Reforma trabalhista e mudanças na jornada de trabalho: prolongamento do trabalho
Conhecida como “reforma trabalhista”, as medidas da lei 13.467/2017 têm sido apresentada pelos representantes das entidades patronais e pelo próprio governo como indispensáveis para viabilizar a retomada do crescimento econômico, ajustando o Brasil às condições do mercado mundial. O movimento sindical, em contrapartida, entende a lei como um ataque contra os direitos trabalhistas assegurados ou na Consolidação das Leis do Trabalho (CLT) ou em acordos e convenções coletivas.
Entretanto o que de fato muda, com esta reforma, no tocante à jornada de trabalho?
A jornada de trabalho é o objeto principal do contrato de trabalho uma vez que determina, na relação entre trabalhadores empregados por uma empresa, o tempo de duração, a intensidade, os intervalos e pausas, os turnos e as escalas de revezamento prestados. Mediante a jornada diária, ao longo de um tempo determinado ou indeterminado do ponto de vista contratual, mais ou menos intensa, os trabalhadores produzem mercadorias, bens e serviços nos quais se materializa seu trabalho e, simultaneamente, a garantia de sua remuneração (salário) e do lucro das empresas.
A Lei 13.467/2017 retoma, no que diz respeito à jornada, mudanças já introduzidas nas relações entre capital e trabalho desde o governo de Fernando Henrique Cardoso. Assim, reconhece o regime de compensação de horas de trabalho criado por meio da Lei 9.601, de 21 de janeiro de 1998, conhecido como Banco de Horas.
O regime de compensação torna possível ampliar ou reduzir as horas de trabalho diárias, estabelecendo sua compensação, positiva ou negativa, até o final ou mesmo além de um ano de contrato. Esta compensação está limitada a duas horas diárias sem a alteração de salário. Na prática, a maioria das empresas que adota o Banco de Horas o faz na base de uma hora a mais por uma hora a menos, ou seja, trabalho extraordinário sem acréscimo de adicional compensado por horas de trabalho normal. Em outros termos, um aumento da exploração absoluta dos trabalhadores e uma burla da lei quanto ao trabalho extraordinário. A adoção desse regime caracteriza a chamada produção enxuta, ou seja, desde o começo da década de 1990, de empresas operando com um mínimo de trabalhadores, de modo ininterrupto e intensificado, permitindo adequar-se às oscilações do ciclo econômico ou do ramo de produção (Pina e Stotz, 2011).

**Dados fornecidos:**
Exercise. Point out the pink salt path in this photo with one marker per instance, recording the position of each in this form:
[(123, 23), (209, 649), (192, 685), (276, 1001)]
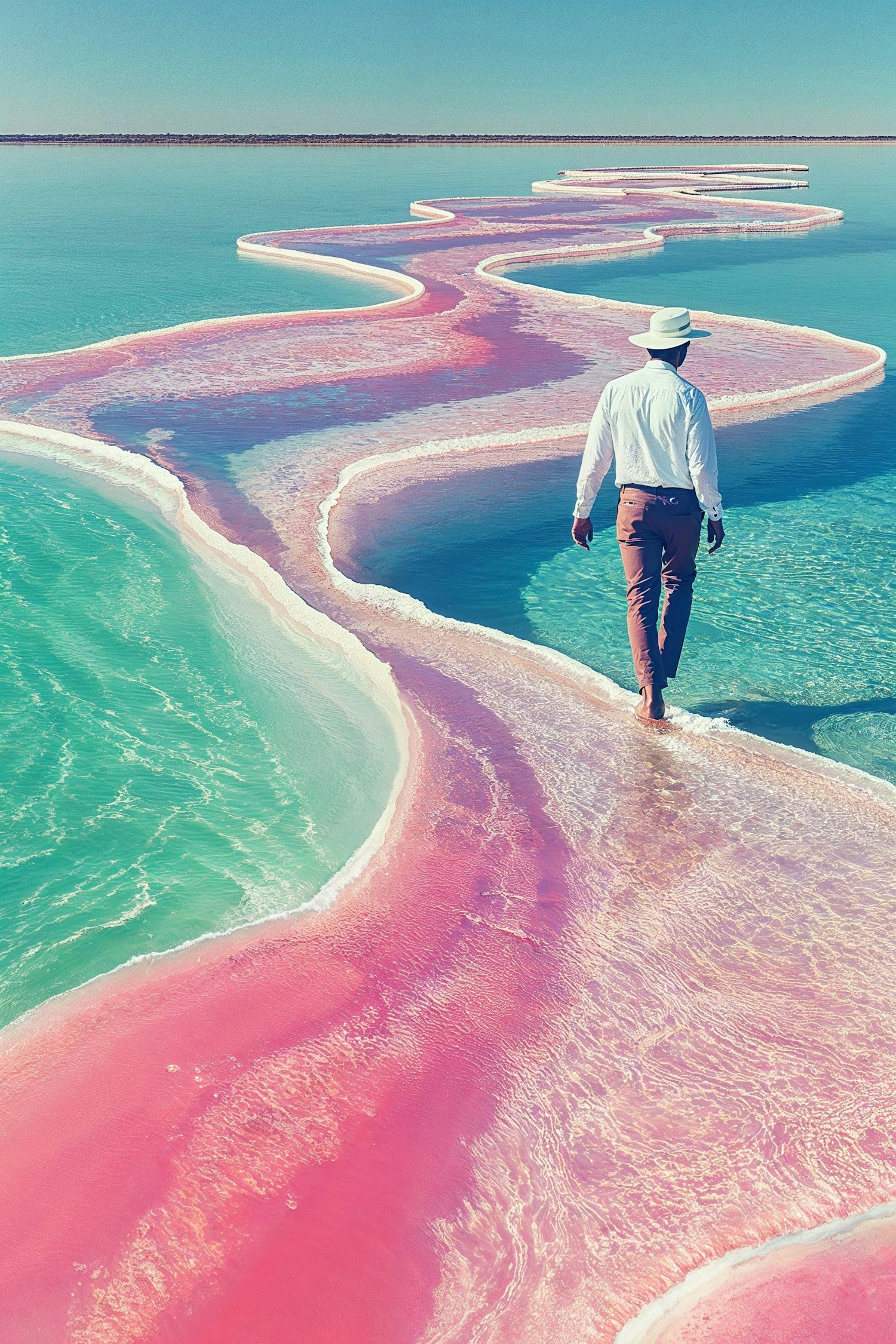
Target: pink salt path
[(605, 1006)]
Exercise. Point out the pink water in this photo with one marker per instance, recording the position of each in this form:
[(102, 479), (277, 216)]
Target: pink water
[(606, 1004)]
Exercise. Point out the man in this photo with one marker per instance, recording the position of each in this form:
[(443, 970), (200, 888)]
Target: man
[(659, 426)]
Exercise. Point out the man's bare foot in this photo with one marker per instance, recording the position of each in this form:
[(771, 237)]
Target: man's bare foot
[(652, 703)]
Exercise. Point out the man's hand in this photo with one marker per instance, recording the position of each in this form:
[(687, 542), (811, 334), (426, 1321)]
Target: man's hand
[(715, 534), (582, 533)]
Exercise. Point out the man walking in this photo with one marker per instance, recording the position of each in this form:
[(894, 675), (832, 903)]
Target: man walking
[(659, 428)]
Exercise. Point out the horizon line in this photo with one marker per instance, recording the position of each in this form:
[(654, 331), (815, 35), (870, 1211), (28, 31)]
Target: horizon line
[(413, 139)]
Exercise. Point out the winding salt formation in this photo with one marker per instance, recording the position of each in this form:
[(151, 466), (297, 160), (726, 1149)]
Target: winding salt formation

**Exercícios:**
A. As afirmações (i), (ii) e (iii) a seguir estão de acordo com o texto sobre a reforma trabalhista? Responda sim ou não a cada uma e cite as palavras do texto que decidem a resposta.
(i) A lei que criou o Banco de Horas é de 1998.
(ii) No Banco de Horas, a compensação está limitada a três horas diárias.
(iii) O movimento sindical considera a lei indispensável para a retomada do crescimento econômico.
B. Responda às perguntas sobre o texto da reforma trabalhista:
(i) Qual é o número da lei conhecida como "reforma trabalhista"?
(ii) Desde o governo de quem a lei retoma mudanças já introduzidas na jornada?
(iii) Desde quando as empresas operam no modelo da chamada produção enxuta?

**Respostas corretas:**
A.
(i) Sim: "Lei 9.601, de 21 de janeiro de 1998, conhecido como Banco de Horas".
(ii) Não: "Esta compensação está limitada a duas horas diárias sem a alteração de salário."
(iii) Não: "O movimento sindical, em contrapartida, entende a lei como um ataque contra os direitos trabalhistas".

B.
(i) Lei 13.467/2017.
(ii) Desde o governo de Fernando Henrique Cardoso.
(iii) Desde o começo da década de 1990.